* What to work on:
Tell how many lines of the entries below include the string "after". Respond with the number alone.

********

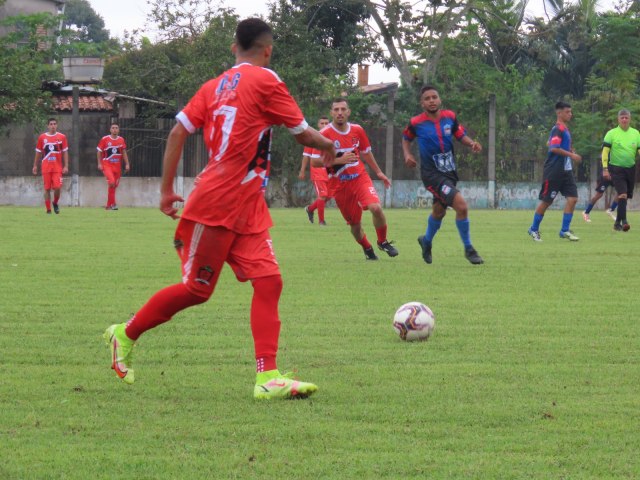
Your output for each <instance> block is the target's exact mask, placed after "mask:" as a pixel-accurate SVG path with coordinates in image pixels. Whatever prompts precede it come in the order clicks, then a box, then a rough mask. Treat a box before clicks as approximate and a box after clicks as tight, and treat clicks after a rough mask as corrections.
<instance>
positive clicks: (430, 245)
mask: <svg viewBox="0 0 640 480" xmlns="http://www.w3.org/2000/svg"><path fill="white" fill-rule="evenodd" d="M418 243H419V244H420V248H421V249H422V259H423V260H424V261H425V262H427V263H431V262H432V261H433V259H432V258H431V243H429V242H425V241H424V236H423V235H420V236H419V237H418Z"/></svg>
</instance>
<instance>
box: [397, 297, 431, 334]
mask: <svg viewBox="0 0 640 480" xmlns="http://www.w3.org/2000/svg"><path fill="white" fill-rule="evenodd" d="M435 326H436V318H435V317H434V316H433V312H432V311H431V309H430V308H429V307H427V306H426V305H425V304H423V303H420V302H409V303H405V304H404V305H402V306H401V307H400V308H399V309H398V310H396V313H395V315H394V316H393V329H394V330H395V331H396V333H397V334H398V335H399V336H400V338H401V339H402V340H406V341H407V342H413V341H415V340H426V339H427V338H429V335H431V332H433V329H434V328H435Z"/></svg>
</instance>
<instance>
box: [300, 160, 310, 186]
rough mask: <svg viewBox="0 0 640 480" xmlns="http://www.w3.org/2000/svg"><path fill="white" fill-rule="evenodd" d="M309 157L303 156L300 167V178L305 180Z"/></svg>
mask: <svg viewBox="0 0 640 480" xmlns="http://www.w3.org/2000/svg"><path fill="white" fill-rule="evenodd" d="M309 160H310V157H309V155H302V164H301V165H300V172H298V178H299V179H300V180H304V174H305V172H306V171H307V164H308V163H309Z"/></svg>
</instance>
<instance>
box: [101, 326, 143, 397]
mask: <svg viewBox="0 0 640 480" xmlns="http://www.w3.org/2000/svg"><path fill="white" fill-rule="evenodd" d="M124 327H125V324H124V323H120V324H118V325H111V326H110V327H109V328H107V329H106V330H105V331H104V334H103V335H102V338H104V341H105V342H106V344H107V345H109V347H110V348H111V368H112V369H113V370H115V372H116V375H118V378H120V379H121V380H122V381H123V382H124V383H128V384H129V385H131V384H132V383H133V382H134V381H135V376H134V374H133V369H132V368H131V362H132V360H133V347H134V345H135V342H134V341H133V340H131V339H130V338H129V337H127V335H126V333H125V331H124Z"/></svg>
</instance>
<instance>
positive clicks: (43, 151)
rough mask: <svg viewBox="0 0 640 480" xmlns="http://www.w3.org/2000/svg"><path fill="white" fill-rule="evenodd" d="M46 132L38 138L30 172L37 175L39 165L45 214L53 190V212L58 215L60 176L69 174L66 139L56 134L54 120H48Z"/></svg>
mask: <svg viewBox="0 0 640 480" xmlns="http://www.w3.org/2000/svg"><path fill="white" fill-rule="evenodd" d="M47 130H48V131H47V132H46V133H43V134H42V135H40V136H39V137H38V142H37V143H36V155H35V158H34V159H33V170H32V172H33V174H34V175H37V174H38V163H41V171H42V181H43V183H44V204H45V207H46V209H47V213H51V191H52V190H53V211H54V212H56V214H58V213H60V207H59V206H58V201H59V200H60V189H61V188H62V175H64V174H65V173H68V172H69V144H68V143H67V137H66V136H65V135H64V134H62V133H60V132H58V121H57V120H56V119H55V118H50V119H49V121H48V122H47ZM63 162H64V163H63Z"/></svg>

********

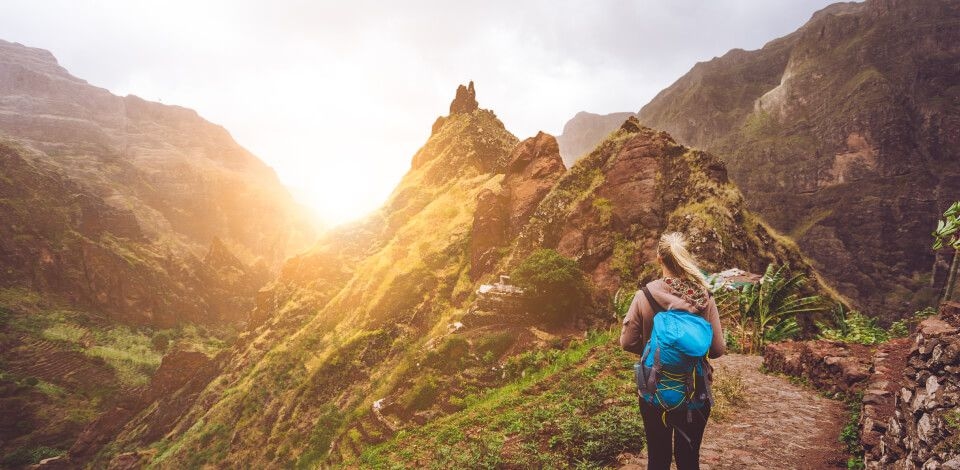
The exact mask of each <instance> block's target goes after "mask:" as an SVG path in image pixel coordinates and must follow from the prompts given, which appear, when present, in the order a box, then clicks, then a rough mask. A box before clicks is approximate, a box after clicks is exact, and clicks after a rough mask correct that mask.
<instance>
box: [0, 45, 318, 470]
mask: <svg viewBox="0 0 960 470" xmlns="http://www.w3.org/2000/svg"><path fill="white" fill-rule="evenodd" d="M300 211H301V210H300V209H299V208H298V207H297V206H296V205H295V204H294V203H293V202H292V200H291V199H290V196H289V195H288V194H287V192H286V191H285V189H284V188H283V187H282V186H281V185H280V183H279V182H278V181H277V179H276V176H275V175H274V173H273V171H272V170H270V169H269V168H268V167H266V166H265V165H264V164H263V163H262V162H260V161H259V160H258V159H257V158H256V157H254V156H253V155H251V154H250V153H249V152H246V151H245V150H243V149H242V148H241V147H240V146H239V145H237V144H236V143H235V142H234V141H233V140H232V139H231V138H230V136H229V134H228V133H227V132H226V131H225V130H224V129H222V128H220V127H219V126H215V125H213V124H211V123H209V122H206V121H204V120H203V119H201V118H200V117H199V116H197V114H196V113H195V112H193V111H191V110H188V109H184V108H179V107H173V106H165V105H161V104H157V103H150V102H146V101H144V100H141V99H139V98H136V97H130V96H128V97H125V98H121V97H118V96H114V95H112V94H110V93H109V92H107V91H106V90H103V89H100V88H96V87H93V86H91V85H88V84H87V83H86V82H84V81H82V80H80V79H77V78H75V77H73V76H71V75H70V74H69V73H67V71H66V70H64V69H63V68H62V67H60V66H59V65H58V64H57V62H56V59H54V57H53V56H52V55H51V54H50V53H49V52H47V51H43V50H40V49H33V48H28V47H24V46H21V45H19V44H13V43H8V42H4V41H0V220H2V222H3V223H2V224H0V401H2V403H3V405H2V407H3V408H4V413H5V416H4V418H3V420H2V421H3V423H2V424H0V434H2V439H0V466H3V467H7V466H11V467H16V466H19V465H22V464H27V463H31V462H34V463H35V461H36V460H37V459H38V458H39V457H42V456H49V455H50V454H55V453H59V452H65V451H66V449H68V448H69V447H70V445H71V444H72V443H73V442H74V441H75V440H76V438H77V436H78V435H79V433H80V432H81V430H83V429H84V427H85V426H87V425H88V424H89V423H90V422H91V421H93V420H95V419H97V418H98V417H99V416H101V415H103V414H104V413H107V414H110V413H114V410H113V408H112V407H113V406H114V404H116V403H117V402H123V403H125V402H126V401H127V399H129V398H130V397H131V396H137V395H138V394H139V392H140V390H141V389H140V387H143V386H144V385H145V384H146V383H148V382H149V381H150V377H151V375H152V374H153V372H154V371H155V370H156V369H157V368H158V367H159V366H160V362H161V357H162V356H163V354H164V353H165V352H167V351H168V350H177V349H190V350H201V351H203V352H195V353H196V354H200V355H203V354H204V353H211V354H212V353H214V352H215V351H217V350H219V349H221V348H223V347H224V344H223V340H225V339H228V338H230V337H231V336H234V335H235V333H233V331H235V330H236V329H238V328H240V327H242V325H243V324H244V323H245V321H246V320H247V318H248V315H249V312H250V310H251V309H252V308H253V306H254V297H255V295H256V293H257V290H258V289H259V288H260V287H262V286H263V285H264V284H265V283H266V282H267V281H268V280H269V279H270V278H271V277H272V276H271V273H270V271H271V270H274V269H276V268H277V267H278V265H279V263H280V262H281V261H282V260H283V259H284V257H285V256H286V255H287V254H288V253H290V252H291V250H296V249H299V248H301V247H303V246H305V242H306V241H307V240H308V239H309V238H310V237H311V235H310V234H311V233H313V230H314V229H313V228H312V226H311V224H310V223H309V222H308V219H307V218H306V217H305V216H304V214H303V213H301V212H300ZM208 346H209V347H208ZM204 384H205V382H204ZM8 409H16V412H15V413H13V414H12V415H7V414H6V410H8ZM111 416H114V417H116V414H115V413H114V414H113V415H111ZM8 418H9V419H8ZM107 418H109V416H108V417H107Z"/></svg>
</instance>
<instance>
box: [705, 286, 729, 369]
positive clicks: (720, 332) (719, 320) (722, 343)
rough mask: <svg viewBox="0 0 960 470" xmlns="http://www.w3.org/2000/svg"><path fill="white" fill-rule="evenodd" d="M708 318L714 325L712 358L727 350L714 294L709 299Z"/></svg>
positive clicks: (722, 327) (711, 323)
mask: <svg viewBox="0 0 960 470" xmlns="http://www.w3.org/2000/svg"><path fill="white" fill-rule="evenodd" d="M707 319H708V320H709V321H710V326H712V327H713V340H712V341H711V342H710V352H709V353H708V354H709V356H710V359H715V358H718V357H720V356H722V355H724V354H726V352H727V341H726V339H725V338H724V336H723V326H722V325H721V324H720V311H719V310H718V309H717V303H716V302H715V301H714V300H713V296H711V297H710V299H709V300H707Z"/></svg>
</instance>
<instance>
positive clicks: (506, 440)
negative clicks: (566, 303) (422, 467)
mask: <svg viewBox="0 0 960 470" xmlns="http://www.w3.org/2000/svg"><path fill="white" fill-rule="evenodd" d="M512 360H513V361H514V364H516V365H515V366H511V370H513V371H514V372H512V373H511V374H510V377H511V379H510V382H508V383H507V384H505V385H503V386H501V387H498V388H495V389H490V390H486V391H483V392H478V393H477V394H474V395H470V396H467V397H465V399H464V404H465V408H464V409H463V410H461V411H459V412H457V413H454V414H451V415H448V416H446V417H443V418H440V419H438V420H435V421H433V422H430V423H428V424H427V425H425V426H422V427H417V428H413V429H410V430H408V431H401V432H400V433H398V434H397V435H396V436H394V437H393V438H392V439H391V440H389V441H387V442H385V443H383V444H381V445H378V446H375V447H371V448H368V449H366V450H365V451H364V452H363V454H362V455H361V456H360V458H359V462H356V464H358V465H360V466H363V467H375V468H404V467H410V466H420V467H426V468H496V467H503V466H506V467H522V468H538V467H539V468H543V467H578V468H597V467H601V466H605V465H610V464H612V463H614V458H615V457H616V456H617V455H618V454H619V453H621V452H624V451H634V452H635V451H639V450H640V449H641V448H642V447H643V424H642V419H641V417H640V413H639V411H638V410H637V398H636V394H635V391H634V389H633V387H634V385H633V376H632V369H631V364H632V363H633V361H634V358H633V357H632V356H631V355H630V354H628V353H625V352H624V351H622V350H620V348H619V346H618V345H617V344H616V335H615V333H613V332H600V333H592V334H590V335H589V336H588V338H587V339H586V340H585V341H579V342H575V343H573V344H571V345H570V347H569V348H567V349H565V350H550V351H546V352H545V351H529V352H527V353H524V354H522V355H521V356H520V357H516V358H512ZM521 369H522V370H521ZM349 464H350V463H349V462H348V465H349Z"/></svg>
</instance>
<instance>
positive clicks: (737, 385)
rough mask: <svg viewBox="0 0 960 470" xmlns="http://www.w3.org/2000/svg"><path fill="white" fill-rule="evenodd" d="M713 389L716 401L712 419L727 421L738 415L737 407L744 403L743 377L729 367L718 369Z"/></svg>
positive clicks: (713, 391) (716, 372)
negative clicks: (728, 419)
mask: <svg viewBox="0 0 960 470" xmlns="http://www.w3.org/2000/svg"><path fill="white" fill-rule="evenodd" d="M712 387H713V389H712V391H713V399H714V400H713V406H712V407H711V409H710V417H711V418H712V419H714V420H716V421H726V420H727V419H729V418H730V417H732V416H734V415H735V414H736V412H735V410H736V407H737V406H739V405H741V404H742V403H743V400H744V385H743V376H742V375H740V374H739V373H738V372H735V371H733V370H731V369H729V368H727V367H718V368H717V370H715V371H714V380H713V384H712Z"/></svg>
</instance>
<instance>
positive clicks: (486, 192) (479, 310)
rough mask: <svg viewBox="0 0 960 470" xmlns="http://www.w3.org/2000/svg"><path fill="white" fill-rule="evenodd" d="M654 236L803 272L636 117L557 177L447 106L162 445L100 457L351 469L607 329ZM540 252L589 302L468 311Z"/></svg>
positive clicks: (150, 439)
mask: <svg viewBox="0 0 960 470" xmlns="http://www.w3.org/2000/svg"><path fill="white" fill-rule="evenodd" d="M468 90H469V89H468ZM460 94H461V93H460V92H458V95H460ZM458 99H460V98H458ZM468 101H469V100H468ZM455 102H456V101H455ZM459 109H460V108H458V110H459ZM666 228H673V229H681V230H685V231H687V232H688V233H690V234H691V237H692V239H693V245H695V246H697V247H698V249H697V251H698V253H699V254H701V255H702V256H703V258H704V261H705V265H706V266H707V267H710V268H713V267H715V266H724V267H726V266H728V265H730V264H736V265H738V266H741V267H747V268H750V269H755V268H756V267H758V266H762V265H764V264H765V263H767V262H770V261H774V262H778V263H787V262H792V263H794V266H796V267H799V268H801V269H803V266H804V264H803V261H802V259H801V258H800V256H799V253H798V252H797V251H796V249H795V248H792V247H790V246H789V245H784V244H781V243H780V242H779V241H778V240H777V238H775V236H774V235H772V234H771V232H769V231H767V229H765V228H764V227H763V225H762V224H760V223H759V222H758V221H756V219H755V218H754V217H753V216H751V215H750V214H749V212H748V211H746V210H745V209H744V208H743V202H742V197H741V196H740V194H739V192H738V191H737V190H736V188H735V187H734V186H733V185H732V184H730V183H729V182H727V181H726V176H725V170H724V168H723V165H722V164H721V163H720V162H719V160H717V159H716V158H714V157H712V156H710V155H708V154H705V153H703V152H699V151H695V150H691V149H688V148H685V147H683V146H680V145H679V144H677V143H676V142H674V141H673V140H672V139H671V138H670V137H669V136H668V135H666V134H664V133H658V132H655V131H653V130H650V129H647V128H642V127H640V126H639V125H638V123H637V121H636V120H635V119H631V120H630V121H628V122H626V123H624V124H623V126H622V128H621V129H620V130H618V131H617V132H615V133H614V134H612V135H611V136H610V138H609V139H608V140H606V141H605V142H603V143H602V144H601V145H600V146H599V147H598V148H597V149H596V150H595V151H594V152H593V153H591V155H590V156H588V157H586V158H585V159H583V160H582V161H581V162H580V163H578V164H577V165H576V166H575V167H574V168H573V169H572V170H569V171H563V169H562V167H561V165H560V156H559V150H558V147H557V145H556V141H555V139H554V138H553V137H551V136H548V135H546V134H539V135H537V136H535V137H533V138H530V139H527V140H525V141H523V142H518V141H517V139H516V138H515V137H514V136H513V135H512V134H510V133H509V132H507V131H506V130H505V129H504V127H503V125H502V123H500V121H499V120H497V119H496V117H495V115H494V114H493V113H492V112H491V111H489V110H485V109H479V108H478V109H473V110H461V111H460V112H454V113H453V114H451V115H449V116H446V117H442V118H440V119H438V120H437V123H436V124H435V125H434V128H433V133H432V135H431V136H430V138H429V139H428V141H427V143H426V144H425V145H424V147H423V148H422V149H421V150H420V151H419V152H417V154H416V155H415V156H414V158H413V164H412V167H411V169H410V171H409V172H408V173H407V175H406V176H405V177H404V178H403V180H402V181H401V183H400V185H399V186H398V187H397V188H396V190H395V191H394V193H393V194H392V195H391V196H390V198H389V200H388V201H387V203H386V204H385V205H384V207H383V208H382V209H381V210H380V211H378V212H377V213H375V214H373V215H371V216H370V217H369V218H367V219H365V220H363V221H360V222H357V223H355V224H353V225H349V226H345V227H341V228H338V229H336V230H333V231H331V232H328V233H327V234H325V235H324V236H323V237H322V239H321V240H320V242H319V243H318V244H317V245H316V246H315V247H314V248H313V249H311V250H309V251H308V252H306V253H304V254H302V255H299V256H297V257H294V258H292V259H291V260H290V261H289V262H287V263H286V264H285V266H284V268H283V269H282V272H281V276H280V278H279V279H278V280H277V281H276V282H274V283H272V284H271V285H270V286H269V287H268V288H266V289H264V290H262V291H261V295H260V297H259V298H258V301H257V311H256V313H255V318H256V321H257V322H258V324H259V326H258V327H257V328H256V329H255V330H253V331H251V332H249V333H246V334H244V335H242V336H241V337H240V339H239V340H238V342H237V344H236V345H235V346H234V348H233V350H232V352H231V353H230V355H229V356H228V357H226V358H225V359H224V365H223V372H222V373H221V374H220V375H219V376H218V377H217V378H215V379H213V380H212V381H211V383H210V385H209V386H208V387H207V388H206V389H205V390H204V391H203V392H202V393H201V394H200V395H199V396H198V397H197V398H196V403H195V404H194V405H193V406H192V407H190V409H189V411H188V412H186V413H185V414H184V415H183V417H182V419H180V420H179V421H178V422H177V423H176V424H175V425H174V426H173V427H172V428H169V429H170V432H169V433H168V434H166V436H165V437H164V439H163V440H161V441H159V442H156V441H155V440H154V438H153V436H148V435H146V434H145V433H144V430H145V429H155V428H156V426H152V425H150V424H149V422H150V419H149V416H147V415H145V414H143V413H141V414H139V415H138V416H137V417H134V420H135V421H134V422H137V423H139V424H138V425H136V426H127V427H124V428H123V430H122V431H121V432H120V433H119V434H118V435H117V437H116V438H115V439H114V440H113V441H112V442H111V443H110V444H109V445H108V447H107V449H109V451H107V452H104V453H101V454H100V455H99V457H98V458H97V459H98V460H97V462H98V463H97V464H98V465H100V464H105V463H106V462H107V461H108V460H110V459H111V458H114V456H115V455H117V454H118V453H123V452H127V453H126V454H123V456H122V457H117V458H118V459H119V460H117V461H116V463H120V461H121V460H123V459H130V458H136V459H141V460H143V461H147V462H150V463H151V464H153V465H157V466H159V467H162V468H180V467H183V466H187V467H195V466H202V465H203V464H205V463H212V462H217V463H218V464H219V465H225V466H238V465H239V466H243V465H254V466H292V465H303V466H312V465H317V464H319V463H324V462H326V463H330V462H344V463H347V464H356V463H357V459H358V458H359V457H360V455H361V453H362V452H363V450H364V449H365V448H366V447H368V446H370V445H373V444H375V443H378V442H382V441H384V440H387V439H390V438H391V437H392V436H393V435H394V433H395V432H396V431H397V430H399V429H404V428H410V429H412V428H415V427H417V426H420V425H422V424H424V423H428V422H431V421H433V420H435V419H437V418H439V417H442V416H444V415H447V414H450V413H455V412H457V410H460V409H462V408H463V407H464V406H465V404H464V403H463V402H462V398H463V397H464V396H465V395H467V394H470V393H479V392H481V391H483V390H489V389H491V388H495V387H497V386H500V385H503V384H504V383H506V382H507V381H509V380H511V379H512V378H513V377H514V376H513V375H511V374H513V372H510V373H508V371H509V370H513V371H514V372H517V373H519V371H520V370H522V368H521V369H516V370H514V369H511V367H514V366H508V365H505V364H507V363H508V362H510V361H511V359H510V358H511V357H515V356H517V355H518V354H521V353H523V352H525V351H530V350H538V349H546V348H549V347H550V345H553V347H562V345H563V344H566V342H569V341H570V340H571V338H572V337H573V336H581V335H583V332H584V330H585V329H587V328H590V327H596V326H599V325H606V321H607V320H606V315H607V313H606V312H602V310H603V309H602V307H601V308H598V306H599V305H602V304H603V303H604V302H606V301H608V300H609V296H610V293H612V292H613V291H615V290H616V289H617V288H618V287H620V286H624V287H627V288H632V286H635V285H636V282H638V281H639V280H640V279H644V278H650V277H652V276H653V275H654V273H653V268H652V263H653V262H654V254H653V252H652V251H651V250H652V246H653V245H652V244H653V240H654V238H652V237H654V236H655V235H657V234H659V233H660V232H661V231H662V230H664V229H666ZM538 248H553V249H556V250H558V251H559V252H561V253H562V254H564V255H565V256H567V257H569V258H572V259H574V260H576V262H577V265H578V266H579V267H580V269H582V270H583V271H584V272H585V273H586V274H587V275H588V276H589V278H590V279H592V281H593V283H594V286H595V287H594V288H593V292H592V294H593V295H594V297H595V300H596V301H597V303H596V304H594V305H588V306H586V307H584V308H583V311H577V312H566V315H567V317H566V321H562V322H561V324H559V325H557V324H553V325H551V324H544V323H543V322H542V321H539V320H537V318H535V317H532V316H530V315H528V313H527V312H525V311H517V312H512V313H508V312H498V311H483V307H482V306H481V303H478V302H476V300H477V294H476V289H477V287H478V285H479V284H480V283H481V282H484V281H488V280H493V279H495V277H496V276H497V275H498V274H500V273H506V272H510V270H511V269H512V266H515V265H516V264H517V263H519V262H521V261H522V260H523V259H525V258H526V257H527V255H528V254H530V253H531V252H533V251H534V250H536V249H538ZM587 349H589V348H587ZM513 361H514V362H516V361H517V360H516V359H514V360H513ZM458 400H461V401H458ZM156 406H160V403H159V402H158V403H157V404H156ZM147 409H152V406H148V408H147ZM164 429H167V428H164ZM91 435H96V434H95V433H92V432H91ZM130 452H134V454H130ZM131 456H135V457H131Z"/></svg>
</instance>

********

* Exercise output:
2